Available data
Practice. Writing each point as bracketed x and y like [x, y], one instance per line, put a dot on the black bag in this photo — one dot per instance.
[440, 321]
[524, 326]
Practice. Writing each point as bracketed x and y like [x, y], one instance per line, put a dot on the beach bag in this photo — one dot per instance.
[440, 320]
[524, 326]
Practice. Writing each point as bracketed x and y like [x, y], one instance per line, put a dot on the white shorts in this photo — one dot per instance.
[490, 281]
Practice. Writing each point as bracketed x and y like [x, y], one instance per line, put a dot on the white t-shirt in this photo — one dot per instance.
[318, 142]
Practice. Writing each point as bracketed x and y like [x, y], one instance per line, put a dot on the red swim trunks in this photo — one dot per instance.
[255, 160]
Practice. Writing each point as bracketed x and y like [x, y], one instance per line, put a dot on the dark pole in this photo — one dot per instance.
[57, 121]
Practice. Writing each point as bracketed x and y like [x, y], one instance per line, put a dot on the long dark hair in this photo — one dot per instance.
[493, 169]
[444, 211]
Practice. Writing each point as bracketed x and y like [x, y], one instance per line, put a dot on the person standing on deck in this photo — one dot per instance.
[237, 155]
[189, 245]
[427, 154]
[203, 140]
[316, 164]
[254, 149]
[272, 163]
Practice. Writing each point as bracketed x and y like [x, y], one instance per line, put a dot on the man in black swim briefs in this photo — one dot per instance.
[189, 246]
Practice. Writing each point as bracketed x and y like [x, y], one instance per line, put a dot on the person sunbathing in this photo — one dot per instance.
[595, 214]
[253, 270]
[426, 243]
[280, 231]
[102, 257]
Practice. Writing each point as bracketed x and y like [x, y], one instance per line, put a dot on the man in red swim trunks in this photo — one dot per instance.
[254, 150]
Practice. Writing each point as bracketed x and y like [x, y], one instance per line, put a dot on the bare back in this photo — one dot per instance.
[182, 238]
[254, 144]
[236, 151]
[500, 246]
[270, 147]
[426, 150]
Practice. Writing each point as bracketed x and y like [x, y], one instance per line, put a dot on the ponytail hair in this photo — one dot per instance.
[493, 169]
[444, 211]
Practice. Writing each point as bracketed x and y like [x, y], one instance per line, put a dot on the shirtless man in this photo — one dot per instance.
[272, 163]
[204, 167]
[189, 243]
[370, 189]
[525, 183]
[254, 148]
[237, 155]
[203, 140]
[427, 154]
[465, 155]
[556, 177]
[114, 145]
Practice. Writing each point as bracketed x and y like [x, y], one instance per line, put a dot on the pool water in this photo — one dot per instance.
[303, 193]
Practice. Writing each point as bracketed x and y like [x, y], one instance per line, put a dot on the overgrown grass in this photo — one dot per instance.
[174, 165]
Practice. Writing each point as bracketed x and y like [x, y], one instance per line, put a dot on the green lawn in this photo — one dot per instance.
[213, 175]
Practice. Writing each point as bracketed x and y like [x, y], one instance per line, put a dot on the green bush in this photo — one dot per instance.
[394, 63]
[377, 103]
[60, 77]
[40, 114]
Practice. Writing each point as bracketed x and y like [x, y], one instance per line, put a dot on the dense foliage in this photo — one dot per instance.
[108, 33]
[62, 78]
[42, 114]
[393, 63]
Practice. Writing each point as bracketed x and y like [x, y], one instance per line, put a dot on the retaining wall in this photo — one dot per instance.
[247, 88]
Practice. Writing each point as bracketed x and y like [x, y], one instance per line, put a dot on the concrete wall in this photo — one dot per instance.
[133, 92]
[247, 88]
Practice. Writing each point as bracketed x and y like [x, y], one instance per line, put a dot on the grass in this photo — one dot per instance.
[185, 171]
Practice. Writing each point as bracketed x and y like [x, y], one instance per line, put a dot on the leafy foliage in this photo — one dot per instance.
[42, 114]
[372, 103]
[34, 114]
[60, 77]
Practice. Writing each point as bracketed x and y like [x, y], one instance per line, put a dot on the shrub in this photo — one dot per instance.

Exercise directions
Turn the material, from the line containing "on the grass" through its final line, into a Markdown table with the columns Row and Entry, one numbered row per line, skipping blank lines.

The output
| Row | Entry |
|---|---|
| 1 | Practice. Writing each point as bracketed x and y like [x, y], one instance per line, put a dot on the grass in this photo — one dot per instance. |
| 2 | [185, 171] |
| 3 | Practice. Writing each point as bracketed x and y like [x, y], one instance per line, put a dot on the leafy foliage in this photo — one dot per instance. |
| 4 | [42, 114] |
| 5 | [372, 103] |
| 6 | [34, 114] |
| 7 | [60, 77] |
| 8 | Practice. Writing each point as bracketed x and y like [x, y], one instance per line, put a dot on the shrub in this photo — one dot per instance. |